>> START Dataset entries

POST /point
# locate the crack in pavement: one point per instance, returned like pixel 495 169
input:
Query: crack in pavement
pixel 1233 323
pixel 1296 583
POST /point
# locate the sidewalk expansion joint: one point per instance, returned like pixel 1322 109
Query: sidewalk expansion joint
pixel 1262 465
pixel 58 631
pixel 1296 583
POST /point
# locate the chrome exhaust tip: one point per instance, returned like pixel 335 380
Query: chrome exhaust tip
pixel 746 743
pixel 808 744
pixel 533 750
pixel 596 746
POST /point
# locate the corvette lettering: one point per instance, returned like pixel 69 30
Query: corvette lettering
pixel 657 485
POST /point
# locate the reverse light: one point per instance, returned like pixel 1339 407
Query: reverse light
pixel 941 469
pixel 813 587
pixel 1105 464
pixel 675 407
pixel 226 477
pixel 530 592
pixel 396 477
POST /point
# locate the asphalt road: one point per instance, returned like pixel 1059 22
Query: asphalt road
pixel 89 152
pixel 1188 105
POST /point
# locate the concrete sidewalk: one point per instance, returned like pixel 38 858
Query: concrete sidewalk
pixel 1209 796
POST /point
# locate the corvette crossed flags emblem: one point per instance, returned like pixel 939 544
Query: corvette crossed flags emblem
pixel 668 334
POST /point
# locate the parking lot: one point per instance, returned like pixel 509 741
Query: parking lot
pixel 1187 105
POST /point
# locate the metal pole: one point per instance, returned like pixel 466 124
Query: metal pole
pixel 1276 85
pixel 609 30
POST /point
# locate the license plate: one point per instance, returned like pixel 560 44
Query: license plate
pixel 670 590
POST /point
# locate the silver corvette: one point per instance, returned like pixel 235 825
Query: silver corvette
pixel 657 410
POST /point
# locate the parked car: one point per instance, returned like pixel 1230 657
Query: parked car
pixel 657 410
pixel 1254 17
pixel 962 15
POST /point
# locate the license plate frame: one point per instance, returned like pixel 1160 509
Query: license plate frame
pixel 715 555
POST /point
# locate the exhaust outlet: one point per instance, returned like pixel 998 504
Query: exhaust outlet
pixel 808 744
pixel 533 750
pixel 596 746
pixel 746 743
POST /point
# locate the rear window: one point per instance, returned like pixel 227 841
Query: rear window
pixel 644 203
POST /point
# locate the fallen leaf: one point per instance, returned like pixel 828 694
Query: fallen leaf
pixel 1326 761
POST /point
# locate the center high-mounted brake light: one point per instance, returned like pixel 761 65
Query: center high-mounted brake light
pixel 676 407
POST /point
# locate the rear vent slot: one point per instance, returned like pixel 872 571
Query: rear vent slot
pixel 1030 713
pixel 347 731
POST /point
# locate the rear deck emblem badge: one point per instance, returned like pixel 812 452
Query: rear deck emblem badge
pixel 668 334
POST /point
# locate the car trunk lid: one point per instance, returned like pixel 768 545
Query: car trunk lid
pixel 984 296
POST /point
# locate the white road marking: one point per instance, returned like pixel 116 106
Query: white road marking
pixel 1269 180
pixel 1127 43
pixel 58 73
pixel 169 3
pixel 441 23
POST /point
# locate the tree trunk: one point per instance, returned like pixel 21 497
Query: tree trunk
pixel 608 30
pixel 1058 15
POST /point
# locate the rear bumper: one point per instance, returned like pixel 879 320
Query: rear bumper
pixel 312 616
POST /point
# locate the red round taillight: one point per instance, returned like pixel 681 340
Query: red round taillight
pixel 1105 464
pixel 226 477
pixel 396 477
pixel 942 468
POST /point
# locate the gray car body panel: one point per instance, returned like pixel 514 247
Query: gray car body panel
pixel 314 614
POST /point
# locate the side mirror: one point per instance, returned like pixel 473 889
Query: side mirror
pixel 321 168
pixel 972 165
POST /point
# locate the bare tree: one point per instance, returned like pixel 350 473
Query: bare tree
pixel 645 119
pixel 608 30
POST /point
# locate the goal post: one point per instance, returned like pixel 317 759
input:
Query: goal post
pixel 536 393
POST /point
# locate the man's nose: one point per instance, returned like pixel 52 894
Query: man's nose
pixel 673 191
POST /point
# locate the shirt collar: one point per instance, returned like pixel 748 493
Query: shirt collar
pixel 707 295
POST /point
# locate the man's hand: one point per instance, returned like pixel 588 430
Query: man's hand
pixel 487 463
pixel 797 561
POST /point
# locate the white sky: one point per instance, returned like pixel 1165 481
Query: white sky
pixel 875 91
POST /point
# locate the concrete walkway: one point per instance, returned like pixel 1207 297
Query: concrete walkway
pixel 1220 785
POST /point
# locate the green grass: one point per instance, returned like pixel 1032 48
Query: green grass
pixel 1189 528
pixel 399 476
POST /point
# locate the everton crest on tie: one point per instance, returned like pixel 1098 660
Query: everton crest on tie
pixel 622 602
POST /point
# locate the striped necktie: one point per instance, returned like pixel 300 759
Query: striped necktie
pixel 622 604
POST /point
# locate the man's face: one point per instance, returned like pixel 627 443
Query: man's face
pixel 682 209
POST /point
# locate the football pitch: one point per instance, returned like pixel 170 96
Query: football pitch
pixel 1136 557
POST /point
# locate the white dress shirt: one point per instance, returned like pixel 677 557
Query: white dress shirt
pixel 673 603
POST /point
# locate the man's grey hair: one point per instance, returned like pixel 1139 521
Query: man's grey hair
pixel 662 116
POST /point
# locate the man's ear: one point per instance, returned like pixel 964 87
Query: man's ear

>> END Dataset entries

• _Exercise aim_
Word for word, quote all of the data above.

• _Task result_
POST /point
# locate the crack in pavement: one point per instance, returned like pixel 495 169
input:
Query: crack in pavement
pixel 1233 323
pixel 1296 583
POST /point
# locate the sidewalk expansion joint: one point per instance, returned like pixel 1322 109
Query: sidewalk expansion joint
pixel 1262 465
pixel 58 631
pixel 1296 583
POST /point
# locate the chrome exhaust tip: one point per instance, returned like pixel 335 380
Query: chrome exhaust tip
pixel 746 743
pixel 808 744
pixel 533 750
pixel 596 746
POST /point
# locate the corvette lettering: one point per instance, returned like pixel 69 30
Query: corvette lettering
pixel 657 485
POST /point
# locate the reverse light: one point per instance, returned like pixel 1339 407
Query: reverse light
pixel 941 469
pixel 813 587
pixel 1105 464
pixel 675 407
pixel 226 477
pixel 530 592
pixel 396 477
POST /point
# locate the asphalt road: one point per instance, returned like pixel 1059 22
Query: asphalt road
pixel 89 152
pixel 1188 105
POST /point
# locate the concrete sidewalk: one point per instance, returned like pixel 38 858
Query: concrete sidewalk
pixel 1209 796
POST /point
# locate the corvette crossed flags emblem: one point per instance, returned like pixel 939 544
Query: corvette crossed flags emblem
pixel 668 334
POST /point
# locate the parking lot: one point per instance, returned like pixel 509 741
Query: parking lot
pixel 1187 105
POST /point
# locate the metal pole: one point per instance, returned like pixel 466 124
Query: metal pole
pixel 1276 85
pixel 609 30
POST /point
# locate the license plate: one point per instance, returned like pixel 560 44
Query: license plate
pixel 670 590
POST /point
# locate the silver corvette: one point per instance, returned like pixel 235 825
Query: silver corvette
pixel 657 410
POST /point
# locate the parked car: one point per instance, returned like pixel 1230 657
Query: parked car
pixel 657 410
pixel 1254 17
pixel 962 15
POST /point
# locate the license plate frame: one point per instance, returned like pixel 1160 509
Query: license plate frame
pixel 715 555
POST /point
# locate the exhaust outlet: one point per instance, returned like pixel 998 504
Query: exhaust outlet
pixel 808 744
pixel 533 750
pixel 596 746
pixel 746 743
POST /point
# locate the rear window: one point per instance, returned like pixel 227 841
Query: rear window
pixel 644 203
POST /point
# locate the fallen leaf: one point per instance, returned like pixel 828 694
Query: fallen leaf
pixel 1326 761
POST /point
# locate the center high-mounted brake light: one point per instance, returned like pixel 761 65
Query: center high-mounted brake light
pixel 676 407
POST /point
# locate the rear vent slot: one point per instance, returned like pixel 872 571
Query: rear vent slot
pixel 1030 713
pixel 347 731
POST /point
# locate the rear deck emblem badge: one point per instance, returned like pixel 812 452
Query: rear deck emblem badge
pixel 668 334
POST /point
# locate the car trunk lid: one point per instance, returned like pixel 768 545
Query: car trunk lid
pixel 984 296
POST /point
# locate the white road marking: one point per instance, returned like pixel 116 106
Query: white road marking
pixel 1269 180
pixel 1127 43
pixel 58 73
pixel 169 3
pixel 441 23
POST /point
# locate the tree trunk: one point per instance, returned like pixel 21 497
Query: tree trunk
pixel 608 30
pixel 1058 15
POST /point
# locate the rear bumper: one point per instance, returned like pixel 879 320
Query: rear bumper
pixel 312 616
POST /point
# locate the red round taillight: one point per instance, returned like pixel 681 340
Query: red round taillight
pixel 1105 464
pixel 226 477
pixel 396 477
pixel 942 468
POST /point
# locate the gray car body panel: one point per instance, returned like pixel 514 247
Query: gray car body panel
pixel 314 614
POST /point
# locate the side mirror: one point per instance, returned like pixel 473 889
Query: side mirror
pixel 321 168
pixel 972 165
POST /point
# locate the bare tree: one point per instance, returned like pixel 350 473
Query: bare tree
pixel 645 119
pixel 608 30
POST /point
# locate the goal post: one point per instance, returned like pixel 317 759
input:
Query: goal post
pixel 536 393
POST /point
# locate the man's nose: one point per instance, returned like pixel 52 894
Query: man's nose
pixel 673 191
POST /point
# locate the shirt collar: one point per instance, returned like pixel 748 493
Query: shirt collar
pixel 707 295
POST /point
# locate the man's hand: one point per instance, returned like pixel 588 430
Query: man's hand
pixel 487 463
pixel 797 561
POST /point
# locate the white sky: one point per instance, returned like pixel 1165 481
Query: white sky
pixel 875 91
POST /point
# locate the concrete walkway: one point per instance, returned like pixel 1207 297
Query: concrete walkway
pixel 1220 785
POST /point
# locate the green grass: one point per instance, returned like pixel 1032 48
Query: green grass
pixel 1189 528
pixel 399 476
POST /point
# locate the everton crest on tie: one point per instance, returned like pixel 1098 660
Query: everton crest on tie
pixel 622 602
POST /point
# locate the striped necktie: one point per instance, returned like pixel 300 759
Query: striped necktie
pixel 622 604
POST /point
# locate the man's face: one point per instance, returned like pixel 627 443
Query: man's face
pixel 682 209
POST /point
# locate the football pitch: one point per instance, returned like pixel 170 96
Query: football pitch
pixel 1136 557
POST /point
# locate the white dress shirt: one point per instance, returned like pixel 677 557
Query: white dress shirt
pixel 673 603
POST /point
# locate the man's grey hair: one point per instance, returned like pixel 1139 521
Query: man's grey hair
pixel 662 116
POST /point
# locate the man's ear: one point per instance, returned like pixel 964 87
Query: man's ear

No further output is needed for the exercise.